(Stored data entries)
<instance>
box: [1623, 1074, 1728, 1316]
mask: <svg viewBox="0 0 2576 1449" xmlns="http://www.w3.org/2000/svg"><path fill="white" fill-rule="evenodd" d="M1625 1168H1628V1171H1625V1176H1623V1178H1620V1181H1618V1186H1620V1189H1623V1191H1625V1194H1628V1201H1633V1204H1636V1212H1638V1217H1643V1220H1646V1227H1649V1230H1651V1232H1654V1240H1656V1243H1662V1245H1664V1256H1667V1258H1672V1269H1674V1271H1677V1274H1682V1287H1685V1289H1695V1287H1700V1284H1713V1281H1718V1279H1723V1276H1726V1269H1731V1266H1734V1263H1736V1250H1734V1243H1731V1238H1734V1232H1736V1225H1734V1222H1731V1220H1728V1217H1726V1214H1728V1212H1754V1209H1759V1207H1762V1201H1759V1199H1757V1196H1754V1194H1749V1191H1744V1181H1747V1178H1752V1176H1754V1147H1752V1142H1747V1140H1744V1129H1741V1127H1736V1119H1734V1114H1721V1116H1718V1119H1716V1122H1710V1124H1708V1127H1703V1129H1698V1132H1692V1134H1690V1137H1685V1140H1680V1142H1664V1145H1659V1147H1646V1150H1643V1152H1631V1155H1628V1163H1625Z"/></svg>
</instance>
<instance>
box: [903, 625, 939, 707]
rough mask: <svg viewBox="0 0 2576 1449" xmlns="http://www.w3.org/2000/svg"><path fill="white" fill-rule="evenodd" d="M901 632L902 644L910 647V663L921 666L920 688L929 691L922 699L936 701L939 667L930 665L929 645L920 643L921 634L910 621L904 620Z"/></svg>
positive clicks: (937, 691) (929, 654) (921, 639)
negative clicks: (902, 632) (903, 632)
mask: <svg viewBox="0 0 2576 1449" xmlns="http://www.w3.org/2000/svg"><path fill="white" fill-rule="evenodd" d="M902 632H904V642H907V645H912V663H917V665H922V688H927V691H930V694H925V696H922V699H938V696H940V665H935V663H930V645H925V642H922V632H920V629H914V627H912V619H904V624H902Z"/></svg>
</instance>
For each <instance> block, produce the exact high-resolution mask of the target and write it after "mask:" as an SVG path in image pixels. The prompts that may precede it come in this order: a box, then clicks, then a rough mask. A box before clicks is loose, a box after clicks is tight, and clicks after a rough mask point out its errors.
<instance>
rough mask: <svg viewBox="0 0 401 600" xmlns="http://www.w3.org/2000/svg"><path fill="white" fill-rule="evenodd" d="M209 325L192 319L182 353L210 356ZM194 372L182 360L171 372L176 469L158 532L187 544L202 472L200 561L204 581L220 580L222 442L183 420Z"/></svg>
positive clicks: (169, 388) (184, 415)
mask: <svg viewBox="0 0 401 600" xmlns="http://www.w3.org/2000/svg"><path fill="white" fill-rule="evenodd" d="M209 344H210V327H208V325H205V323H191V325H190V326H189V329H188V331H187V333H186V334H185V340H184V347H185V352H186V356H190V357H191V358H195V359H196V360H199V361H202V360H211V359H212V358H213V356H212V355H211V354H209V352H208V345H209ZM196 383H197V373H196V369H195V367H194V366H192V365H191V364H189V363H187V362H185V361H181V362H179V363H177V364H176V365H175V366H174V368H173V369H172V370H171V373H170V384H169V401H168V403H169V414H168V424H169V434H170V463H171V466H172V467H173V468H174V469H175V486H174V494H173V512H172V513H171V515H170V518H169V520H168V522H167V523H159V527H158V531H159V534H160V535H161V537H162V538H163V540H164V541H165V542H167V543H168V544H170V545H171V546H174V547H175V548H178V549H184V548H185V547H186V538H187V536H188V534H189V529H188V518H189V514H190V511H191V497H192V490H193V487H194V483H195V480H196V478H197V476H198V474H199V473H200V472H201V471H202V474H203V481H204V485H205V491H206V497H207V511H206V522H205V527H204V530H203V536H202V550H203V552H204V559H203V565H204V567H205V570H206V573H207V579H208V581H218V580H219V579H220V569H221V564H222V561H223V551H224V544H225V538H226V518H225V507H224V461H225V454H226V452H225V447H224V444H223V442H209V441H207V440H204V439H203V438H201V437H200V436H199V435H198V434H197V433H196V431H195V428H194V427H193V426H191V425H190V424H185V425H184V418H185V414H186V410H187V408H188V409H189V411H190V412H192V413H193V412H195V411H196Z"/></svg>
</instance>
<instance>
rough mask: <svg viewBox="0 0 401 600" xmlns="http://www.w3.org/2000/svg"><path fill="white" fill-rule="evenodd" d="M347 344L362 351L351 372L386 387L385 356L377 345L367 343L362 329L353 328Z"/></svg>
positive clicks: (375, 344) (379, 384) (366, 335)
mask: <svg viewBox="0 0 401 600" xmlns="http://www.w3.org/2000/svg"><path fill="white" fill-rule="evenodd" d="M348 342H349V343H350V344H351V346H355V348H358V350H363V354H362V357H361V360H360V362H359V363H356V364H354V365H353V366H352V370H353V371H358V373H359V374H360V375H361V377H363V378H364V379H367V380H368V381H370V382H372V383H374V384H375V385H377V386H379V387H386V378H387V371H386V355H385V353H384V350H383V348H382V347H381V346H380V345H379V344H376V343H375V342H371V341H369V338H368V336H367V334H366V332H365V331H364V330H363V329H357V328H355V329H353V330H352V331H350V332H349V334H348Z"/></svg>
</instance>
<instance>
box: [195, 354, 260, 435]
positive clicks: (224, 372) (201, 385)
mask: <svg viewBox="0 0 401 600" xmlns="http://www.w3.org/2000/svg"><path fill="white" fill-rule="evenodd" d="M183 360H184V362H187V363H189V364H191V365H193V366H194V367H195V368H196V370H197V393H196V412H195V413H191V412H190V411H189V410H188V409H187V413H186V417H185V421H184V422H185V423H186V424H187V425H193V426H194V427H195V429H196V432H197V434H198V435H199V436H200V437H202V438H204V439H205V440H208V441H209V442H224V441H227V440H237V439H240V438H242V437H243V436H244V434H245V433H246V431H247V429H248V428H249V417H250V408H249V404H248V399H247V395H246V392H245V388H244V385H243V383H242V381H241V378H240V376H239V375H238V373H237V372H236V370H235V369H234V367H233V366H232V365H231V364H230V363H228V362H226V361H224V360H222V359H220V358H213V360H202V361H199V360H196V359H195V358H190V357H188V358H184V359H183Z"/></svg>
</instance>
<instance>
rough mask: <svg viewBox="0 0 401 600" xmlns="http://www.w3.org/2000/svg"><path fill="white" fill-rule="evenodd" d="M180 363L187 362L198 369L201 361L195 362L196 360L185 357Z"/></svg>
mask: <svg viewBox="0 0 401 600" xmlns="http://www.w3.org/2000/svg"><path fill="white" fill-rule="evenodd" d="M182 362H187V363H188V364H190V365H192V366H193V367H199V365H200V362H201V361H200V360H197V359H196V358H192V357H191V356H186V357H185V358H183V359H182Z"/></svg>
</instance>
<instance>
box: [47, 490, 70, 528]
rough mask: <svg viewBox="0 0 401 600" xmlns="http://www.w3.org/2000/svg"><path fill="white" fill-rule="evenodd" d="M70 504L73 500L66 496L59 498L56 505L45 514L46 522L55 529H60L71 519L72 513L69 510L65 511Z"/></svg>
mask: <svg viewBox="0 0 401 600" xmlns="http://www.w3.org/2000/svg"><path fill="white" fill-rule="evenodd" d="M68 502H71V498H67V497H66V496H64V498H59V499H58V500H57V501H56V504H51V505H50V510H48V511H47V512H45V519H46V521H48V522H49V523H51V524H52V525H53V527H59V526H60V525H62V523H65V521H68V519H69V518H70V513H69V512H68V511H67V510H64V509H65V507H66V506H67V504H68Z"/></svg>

### WORK REQUEST
Copy the data once more. Leave nothing out.

### OUTPUT
<instance>
box: [1623, 1074, 1728, 1316]
mask: <svg viewBox="0 0 2576 1449" xmlns="http://www.w3.org/2000/svg"><path fill="white" fill-rule="evenodd" d="M1625 1168H1628V1171H1625V1176H1623V1178H1620V1181H1618V1186H1620V1189H1623V1191H1625V1194H1628V1201H1633V1204H1636V1212H1638V1217H1643V1220H1646V1227H1649V1230H1651V1232H1654V1240H1656V1243H1662V1245H1664V1256H1667V1258H1672V1269H1674V1271H1677V1274H1682V1287H1685V1289H1695V1287H1700V1284H1713V1281H1718V1279H1723V1276H1726V1269H1731V1266H1734V1263H1736V1250H1734V1243H1731V1238H1734V1232H1736V1225H1734V1222H1731V1220H1728V1217H1726V1214H1728V1212H1754V1209H1759V1207H1762V1201H1759V1199H1757V1196H1754V1194H1749V1191H1744V1181H1747V1178H1752V1176H1754V1147H1752V1142H1747V1140H1744V1129H1741V1127H1736V1119H1734V1114H1721V1116H1718V1119H1716V1122H1710V1124H1708V1127H1703V1129H1698V1132H1692V1134H1690V1137H1685V1140H1680V1142H1664V1145H1659V1147H1646V1150H1643V1152H1631V1155H1628V1163H1625Z"/></svg>
</instance>
<instance>
box: [903, 625, 939, 707]
rough mask: <svg viewBox="0 0 2576 1449" xmlns="http://www.w3.org/2000/svg"><path fill="white" fill-rule="evenodd" d="M901 632L902 644L910 647V663L921 666L920 688L929 691L922 699L936 701L939 667L930 665L929 645L920 643L921 634L910 621L904 620Z"/></svg>
positive clicks: (937, 691) (929, 654) (921, 639)
negative clicks: (902, 632) (903, 632)
mask: <svg viewBox="0 0 2576 1449" xmlns="http://www.w3.org/2000/svg"><path fill="white" fill-rule="evenodd" d="M902 632H904V642H907V645H912V663H917V665H922V688H927V691H930V694H925V696H922V699H938V696H940V665H935V663H930V645H925V642H922V632H920V629H914V627H912V619H904V624H902Z"/></svg>
</instance>
For each <instance> block, produce the exact high-resolution mask of the target and write it after "mask:" as an SVG path in image pixels. The prompts that may precede it come in this order: a box, then clicks, then a rough mask. A box before clicks is loose, a box after clicks is tight, and clicks after a rough mask point out its errors.
<instance>
rough mask: <svg viewBox="0 0 401 600" xmlns="http://www.w3.org/2000/svg"><path fill="white" fill-rule="evenodd" d="M209 325L192 319L182 353L210 356ZM194 372L182 360L171 372L176 469L158 532L187 544L202 472L200 561L204 581L220 580L222 442L183 420Z"/></svg>
positive clicks: (169, 388) (184, 415)
mask: <svg viewBox="0 0 401 600" xmlns="http://www.w3.org/2000/svg"><path fill="white" fill-rule="evenodd" d="M209 344H210V327H208V325H205V323H191V325H190V326H189V329H188V331H187V333H186V334H185V340H184V347H185V352H186V356H190V357H191V358H195V359H196V360H199V361H202V360H211V359H212V358H213V356H212V355H211V354H209V352H208V345H209ZM196 383H197V373H196V369H195V367H194V366H192V365H191V364H189V363H187V362H185V361H181V362H179V363H177V364H176V365H175V366H174V368H173V369H172V370H171V373H170V384H169V401H168V403H169V414H168V424H169V434H170V463H171V466H172V467H173V468H174V469H175V486H174V494H173V512H172V513H171V515H170V518H169V520H168V522H167V523H159V527H158V531H159V534H160V535H161V537H162V538H163V540H164V541H165V542H167V543H168V544H170V545H171V546H174V547H175V548H178V549H184V548H185V547H186V538H187V536H188V534H189V529H188V518H189V514H190V511H191V497H192V490H193V487H194V483H195V480H196V478H197V476H198V474H199V473H200V472H201V471H202V474H203V481H204V485H205V491H206V497H207V511H206V522H205V527H204V530H203V536H202V550H203V552H204V559H203V565H204V567H205V570H206V573H207V579H208V581H218V580H219V579H220V569H221V564H222V561H223V551H224V544H225V538H226V518H225V507H224V461H225V454H226V452H225V447H224V444H223V442H209V441H207V440H204V439H203V438H201V437H200V436H199V435H198V434H197V433H196V431H195V428H194V427H193V426H191V425H190V424H185V425H184V418H185V414H186V410H187V408H188V409H189V411H190V412H192V413H193V412H195V411H196Z"/></svg>
</instance>
<instance>
rough mask: <svg viewBox="0 0 401 600" xmlns="http://www.w3.org/2000/svg"><path fill="white" fill-rule="evenodd" d="M347 344L362 351L351 372L386 387L385 356L377 345L367 343L362 329L353 328Z"/></svg>
positive clicks: (375, 344) (379, 384) (366, 335)
mask: <svg viewBox="0 0 401 600" xmlns="http://www.w3.org/2000/svg"><path fill="white" fill-rule="evenodd" d="M348 342H349V343H350V344H351V346H355V348H358V350H363V354H362V357H361V360H360V362H359V363H356V364H354V365H353V366H352V370H353V371H358V373H359V374H360V375H361V377H363V378H364V379H367V380H368V381H370V382H372V383H374V384H375V385H377V386H379V387H386V378H387V371H386V355H385V353H384V350H383V348H382V347H381V346H380V345H379V344H376V343H375V342H371V341H369V338H368V336H367V334H366V332H365V331H364V330H363V329H357V328H355V329H353V330H352V331H350V332H349V334H348Z"/></svg>
</instance>
<instance>
box: [195, 354, 260, 435]
positive clicks: (224, 372) (201, 385)
mask: <svg viewBox="0 0 401 600" xmlns="http://www.w3.org/2000/svg"><path fill="white" fill-rule="evenodd" d="M183 360H184V362H187V363H189V364H191V365H193V366H194V367H195V368H196V370H197V393H196V412H195V413H191V412H190V411H189V410H188V409H187V413H186V417H185V421H184V422H185V423H186V424H187V425H193V426H194V427H195V429H196V432H197V434H198V435H199V436H200V437H202V438H204V439H205V440H208V441H209V442H224V441H227V440H237V439H240V438H242V437H243V436H244V434H245V433H246V431H247V429H248V428H249V417H250V408H249V404H248V399H247V395H246V392H245V388H244V385H243V383H242V381H241V378H240V376H239V375H238V373H237V372H236V370H235V369H234V367H233V366H232V365H231V364H230V363H228V362H226V361H224V360H222V359H220V358H213V360H202V361H199V360H196V359H195V358H190V357H188V358H184V359H183Z"/></svg>
</instance>
<instance>
rough mask: <svg viewBox="0 0 401 600" xmlns="http://www.w3.org/2000/svg"><path fill="white" fill-rule="evenodd" d="M180 363L187 362L198 369L201 361L195 362L196 360L185 357Z"/></svg>
mask: <svg viewBox="0 0 401 600" xmlns="http://www.w3.org/2000/svg"><path fill="white" fill-rule="evenodd" d="M182 362H187V363H188V364H190V365H192V366H193V367H199V365H200V362H201V361H200V360H197V359H196V358H192V357H191V356H186V357H185V358H183V359H182Z"/></svg>
</instance>
<instance>
box: [47, 490, 70, 528]
rough mask: <svg viewBox="0 0 401 600" xmlns="http://www.w3.org/2000/svg"><path fill="white" fill-rule="evenodd" d="M70 504L73 500L66 496L59 498L56 505L45 514L46 522L55 529H60L71 519L72 513L69 510L65 511Z"/></svg>
mask: <svg viewBox="0 0 401 600" xmlns="http://www.w3.org/2000/svg"><path fill="white" fill-rule="evenodd" d="M68 502H71V498H67V497H66V496H64V498H59V499H58V500H57V501H56V504H51V505H50V510H48V511H47V512H45V519H46V521H48V522H49V523H51V524H52V525H53V527H59V526H60V525H62V523H65V521H68V519H69V518H70V513H69V512H68V511H67V510H64V509H65V507H66V506H67V504H68Z"/></svg>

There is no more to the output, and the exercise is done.